DIRECTIONS FOR THIS TASK: The records below must be reproduced exactly. Strip out the pictures.

[Extracted data entries]
○ ○ ○ ○ ○
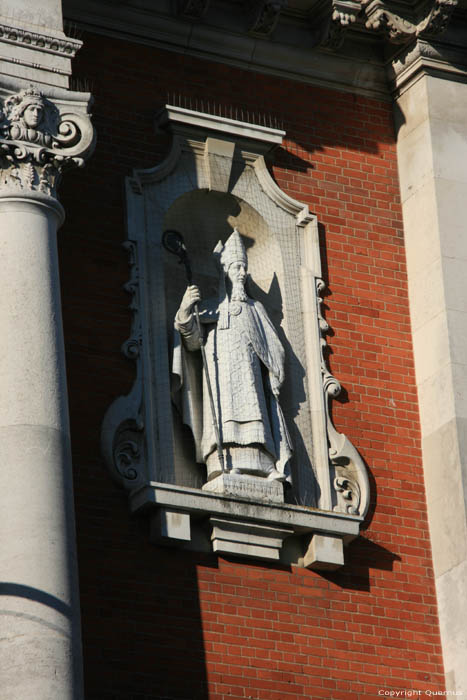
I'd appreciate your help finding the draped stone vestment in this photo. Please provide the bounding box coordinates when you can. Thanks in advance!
[172,295,292,481]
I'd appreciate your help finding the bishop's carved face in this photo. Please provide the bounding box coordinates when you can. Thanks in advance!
[227,261,248,302]
[227,261,247,286]
[23,103,44,128]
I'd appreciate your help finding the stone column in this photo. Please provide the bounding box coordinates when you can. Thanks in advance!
[0,88,94,699]
[392,44,467,693]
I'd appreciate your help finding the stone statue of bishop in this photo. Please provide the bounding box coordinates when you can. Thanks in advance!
[172,229,292,483]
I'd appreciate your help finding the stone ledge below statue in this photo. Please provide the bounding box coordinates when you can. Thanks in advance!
[130,481,363,568]
[202,473,284,504]
[210,517,292,561]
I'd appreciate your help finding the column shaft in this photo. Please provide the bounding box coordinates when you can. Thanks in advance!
[0,196,83,699]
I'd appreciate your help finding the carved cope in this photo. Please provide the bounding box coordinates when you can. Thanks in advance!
[0,87,95,197]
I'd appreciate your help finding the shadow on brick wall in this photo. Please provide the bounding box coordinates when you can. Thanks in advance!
[78,495,212,700]
[320,537,401,592]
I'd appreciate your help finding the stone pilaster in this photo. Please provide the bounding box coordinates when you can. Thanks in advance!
[0,84,94,699]
[391,41,467,694]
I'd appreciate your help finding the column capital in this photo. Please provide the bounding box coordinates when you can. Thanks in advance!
[0,84,95,201]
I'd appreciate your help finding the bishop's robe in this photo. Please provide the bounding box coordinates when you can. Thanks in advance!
[171,295,292,481]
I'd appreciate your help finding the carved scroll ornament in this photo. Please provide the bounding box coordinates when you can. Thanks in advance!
[0,87,95,197]
[316,278,370,517]
[101,239,146,490]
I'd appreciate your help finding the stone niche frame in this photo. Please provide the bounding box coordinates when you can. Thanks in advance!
[101,105,370,569]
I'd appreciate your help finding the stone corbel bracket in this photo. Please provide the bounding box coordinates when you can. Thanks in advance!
[101,104,370,569]
[0,85,95,198]
[318,0,362,50]
[247,0,288,38]
[361,0,457,43]
[177,0,211,21]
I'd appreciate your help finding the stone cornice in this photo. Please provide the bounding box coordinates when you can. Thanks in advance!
[63,0,467,98]
[63,0,390,99]
[156,104,285,145]
[0,23,82,58]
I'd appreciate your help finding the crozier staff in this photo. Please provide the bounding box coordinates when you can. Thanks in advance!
[163,229,225,473]
[172,229,292,483]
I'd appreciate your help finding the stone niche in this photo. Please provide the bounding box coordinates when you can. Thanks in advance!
[101,104,370,569]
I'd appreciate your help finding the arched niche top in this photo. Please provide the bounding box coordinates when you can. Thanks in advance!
[101,104,370,570]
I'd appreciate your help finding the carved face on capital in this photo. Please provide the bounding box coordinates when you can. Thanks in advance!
[2,89,54,144]
[22,102,44,128]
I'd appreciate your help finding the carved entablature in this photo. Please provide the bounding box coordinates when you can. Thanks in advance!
[101,104,370,569]
[0,86,95,197]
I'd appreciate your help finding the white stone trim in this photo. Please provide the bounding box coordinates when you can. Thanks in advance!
[132,480,361,565]
[157,105,285,145]
[130,481,362,536]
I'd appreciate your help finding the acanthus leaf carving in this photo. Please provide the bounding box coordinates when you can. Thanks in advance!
[361,0,457,43]
[416,0,457,36]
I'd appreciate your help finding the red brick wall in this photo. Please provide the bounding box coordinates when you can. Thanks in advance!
[59,31,445,699]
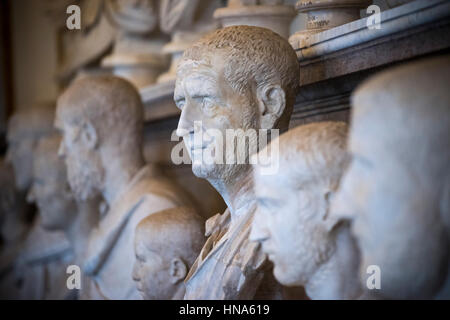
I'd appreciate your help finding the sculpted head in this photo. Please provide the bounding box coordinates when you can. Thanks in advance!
[28,135,77,231]
[332,57,450,299]
[175,25,299,181]
[250,122,350,287]
[132,207,205,300]
[55,75,144,201]
[6,104,56,191]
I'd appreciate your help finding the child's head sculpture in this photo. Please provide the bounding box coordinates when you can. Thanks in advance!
[132,207,205,300]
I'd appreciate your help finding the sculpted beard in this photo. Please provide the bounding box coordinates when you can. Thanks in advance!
[66,152,104,201]
[274,223,335,286]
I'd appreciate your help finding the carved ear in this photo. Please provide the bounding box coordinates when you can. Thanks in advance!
[323,190,341,232]
[257,85,286,129]
[80,121,98,150]
[169,258,187,284]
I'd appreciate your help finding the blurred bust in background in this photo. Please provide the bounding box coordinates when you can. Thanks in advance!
[6,104,56,192]
[56,75,194,299]
[332,56,450,300]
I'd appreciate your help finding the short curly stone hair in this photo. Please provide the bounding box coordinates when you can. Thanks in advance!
[254,121,349,190]
[56,75,144,151]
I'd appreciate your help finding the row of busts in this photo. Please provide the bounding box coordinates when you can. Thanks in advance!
[62,0,416,89]
[1,24,449,300]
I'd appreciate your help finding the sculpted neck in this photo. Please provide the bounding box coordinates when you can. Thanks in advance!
[66,199,100,264]
[208,164,255,223]
[101,146,145,205]
[305,225,362,300]
[171,284,186,300]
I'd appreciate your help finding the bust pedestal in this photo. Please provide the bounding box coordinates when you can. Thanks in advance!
[101,34,169,88]
[289,0,371,49]
[214,4,296,39]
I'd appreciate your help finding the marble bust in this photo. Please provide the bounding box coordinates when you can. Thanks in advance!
[250,122,363,300]
[13,135,75,300]
[102,0,170,88]
[28,135,100,282]
[43,0,116,85]
[0,105,56,298]
[132,206,205,300]
[6,105,56,192]
[29,135,78,233]
[332,56,450,300]
[156,0,222,83]
[174,25,300,299]
[56,75,193,300]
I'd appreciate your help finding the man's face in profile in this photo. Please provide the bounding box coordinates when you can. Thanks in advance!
[251,165,333,287]
[29,160,75,231]
[133,231,176,300]
[332,114,448,298]
[54,108,103,201]
[174,55,259,180]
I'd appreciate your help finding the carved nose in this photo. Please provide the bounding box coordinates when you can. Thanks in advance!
[176,116,191,138]
[176,104,196,137]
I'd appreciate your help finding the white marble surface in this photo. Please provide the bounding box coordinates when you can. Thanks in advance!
[291,0,450,60]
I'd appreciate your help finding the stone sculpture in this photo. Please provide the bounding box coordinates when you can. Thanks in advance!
[157,0,223,83]
[289,0,370,50]
[56,75,193,300]
[174,25,300,299]
[214,0,296,39]
[4,135,75,300]
[102,0,170,88]
[28,135,100,283]
[133,206,205,300]
[43,0,116,85]
[250,122,363,299]
[6,105,56,192]
[332,56,450,299]
[0,105,56,298]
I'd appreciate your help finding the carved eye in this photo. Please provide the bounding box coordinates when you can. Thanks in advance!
[201,97,215,112]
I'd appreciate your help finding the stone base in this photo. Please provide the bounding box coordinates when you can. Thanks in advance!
[102,53,168,88]
[214,5,296,39]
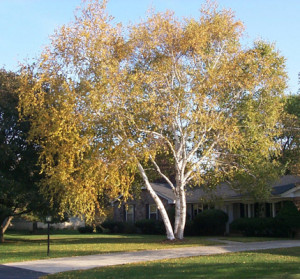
○ ○ ○ ○ ○
REPLY TO THE TASK:
I'd appreciate your help finding the draped stone vestment in this photo. Please provide the bounding box coordinates when you can. Thanks in advance!
[172,295,292,481]
I'd appreciate your help finding the bishop's carved face in this photo. Please provide the bounding box coordinates when you can. Thanks in advance!
[227,261,248,302]
[227,261,247,286]
[23,103,44,128]
I'd appreciate your help finding the stone column in this photo. Please provide the bounding box coordinates when you can. Thanks in advance!
[0,88,94,699]
[392,44,467,693]
I'd appreciate your help finding the stone statue of bishop in this photo. Please provide the bounding box coordinates when you can. Thanks in advance!
[172,229,292,483]
I'd appreciate your help finding the stone ledge below statue in this photo. Please provide the bounding box coordinates when you can. Thanks in advance!
[130,481,363,568]
[202,473,284,504]
[210,517,292,561]
I'd appreciate your help finding the column shaft in this photo. Please provide the bounding box coordinates when you can. Thanks in advance!
[0,196,83,699]
I'd appreciate your help finding the carved cope in this photo. Please provide the bounding box coordinates when you can. Thanks in advance!
[0,87,95,197]
I'd appreciate your help finding the shadow on brick wall in this photo. Please provide the bounding box coordinates when you can. Thanks in advance!
[78,495,212,700]
[320,537,401,592]
I'd appreciate your help finding the stone pilaster in this photo. Please provide the bounding box coordinates when you can. Thanks in advance!
[0,84,94,699]
[391,41,467,694]
I'd appreciate your help finding the column capital in this photo. Please provide the bounding box coordinates when you can. Thanks in advance!
[0,84,95,201]
I'd appreciate your help finding the bishop's robe in this photo. Please provide the bounding box coordinates when you can. Thanks in advance!
[171,295,292,481]
I'd appreciate your help finding the carved scroll ornament in this photo. Please provide the bounding box coordinates when you can. Thanks in advance!
[0,87,95,197]
[316,278,370,517]
[101,239,146,490]
I'd appreciate your help finding the stone niche frame in this photo. Please provide the bounding box coordinates when you can. Thanks in advance!
[101,105,370,569]
I'd appreciate your help finding the stone corbel bracket in this photo. Please provide the bounding box coordinates when you can. Thanks in advance!
[101,104,370,569]
[0,85,95,198]
[318,0,362,50]
[247,0,288,38]
[361,0,457,43]
[177,0,211,21]
I'd appreciate your help finding the stone cornice in this photo. Please provide the bounding box coordinates when you can. Thanks in advance!
[63,0,467,98]
[63,0,390,99]
[156,104,285,145]
[0,23,82,58]
I'd appreciate your help finding the crozier staff in this photo. Please provide the bounding box coordinates when you can. Thanks in advance!
[163,229,225,473]
[172,229,292,483]
I'd appreciate your help finding the stone niche in this photo. Please provide the bounding box coordinates when you can. Thanks in advance!
[101,104,370,569]
I'd appreciate your help finding the arched niche top in this photo. Please provide the bounding box coordinates when you can. Thanks in advance!
[101,104,370,570]
I'd appreciate your help finding the carved face on capital in this photo. Please provide the bounding box coordinates when you can. Thanks in advance!
[2,89,54,144]
[22,102,44,128]
I'd appreciate your help finding the carved entablature in this photo. Please provide the bounding box coordinates when you can. Thanks in advance!
[101,104,370,569]
[0,86,95,197]
I'd appreciate your help finding the white stone trim in this photo. Please provide the bounding box coordinates when you can. Thanks in advance!
[132,480,361,565]
[157,105,285,145]
[130,481,362,536]
I'd appreciate your help finding the acanthus leaf carving in this photo. Please provide the bounding box coordinates when you can. Thanks in advance!
[361,0,457,43]
[416,0,457,36]
I'd appreciate your help finding the red brick wall in this photo. Please provide the bounding box coordinates when you can. Thanks in advance!
[59,31,445,699]
I'd appreciate your help finding the sculpted head in this photo. Please provide the bounding box coordinates when you can. Thanks in advance!
[28,135,77,231]
[332,57,450,299]
[175,25,299,181]
[250,122,350,287]
[132,207,205,300]
[55,75,144,201]
[6,104,56,191]
I'd appreciate your help finding the child's head sculpture in this photo. Please provide the bounding box coordinates when you can. Thanks in advance!
[132,207,205,300]
I'd appreciate your help finding the sculpted beard in this photo. Please provide the bounding box coordinates when you can. Thanks in advance!
[66,152,104,201]
[274,223,335,286]
I'd appreciate your help finding the carved ear in this photo. Please provide the bounding box coordinates when you can. Thanks in advance!
[323,190,341,232]
[257,85,286,129]
[80,121,98,150]
[169,258,187,284]
I'd appreciate your help finding the blurred bust in background in this photo. Please provide the bounding box coordinates when you can. Thanks in advance!
[6,104,56,192]
[56,75,194,299]
[332,56,450,300]
I'd appreciate your help finding the short curly stone hair in this photo. Please provide the bounding box coordinates when you can. Thanks in advance!
[254,121,349,190]
[56,75,144,151]
I'd appreciate your help finding the row of busts in this photo. Please provide the bounding box coordinates when you can. Thanks in advance!
[62,0,416,89]
[1,24,449,300]
I'd appreciate your help finding the sculpted neck in this photo. Please provide the bounding box coordinates when you can. Thanks in advance!
[66,199,100,264]
[208,164,255,223]
[101,146,145,205]
[305,225,362,300]
[171,284,186,300]
I'd appreciate your help finding the bust pedestal in this photo. Please provide the bounding box coordinates when you can. Thanks in advance!
[101,34,169,88]
[289,0,371,49]
[214,4,296,39]
I'd appreciate your help finding the marble bust in this photo. Please provide the bounding box coordinates when you can. Thanks in advance!
[250,122,363,300]
[13,135,75,300]
[102,0,170,88]
[28,135,100,282]
[43,0,116,85]
[0,105,56,298]
[132,206,205,300]
[6,105,56,192]
[29,135,78,233]
[332,56,450,300]
[156,0,222,83]
[174,25,300,299]
[56,75,193,300]
I'd appreciate your help finding the man's face in profile in this photo. Please provide the bounding box coordinates when you can. Thanks in advance!
[251,165,333,287]
[29,160,75,231]
[133,231,176,300]
[332,114,448,298]
[54,108,103,201]
[174,55,259,180]
I'd appreciate your help finding the carved nose in this photo. Please provide the bounding box coordinates when you can. Thanks in advance!
[176,116,191,138]
[176,104,196,137]
I'd appreciate your help finding the white marble surface in this photo. Please provide the bounding box coordinates when you can. Thanks in advance!
[291,0,450,60]
I'd appreciate your help finding the stone sculpture in this photo. Please provide the bounding box coordinates when you can. Thanks in advance!
[157,0,223,83]
[289,0,370,50]
[56,75,193,300]
[174,25,300,299]
[214,0,296,39]
[4,135,75,300]
[102,0,170,88]
[28,135,100,283]
[133,206,205,300]
[43,0,116,85]
[250,122,363,299]
[6,105,56,192]
[332,56,450,299]
[0,105,56,298]
I'd appreciate your help finding the carved eye in this photo. Please provide the bounding box coordinates when you can. Thanks in advance!
[201,97,215,112]
I'd appreciate your help finding the stone base in this photo. Please provide the bounding box coordinates when you can. Thanks in advance!
[102,53,168,88]
[214,5,296,39]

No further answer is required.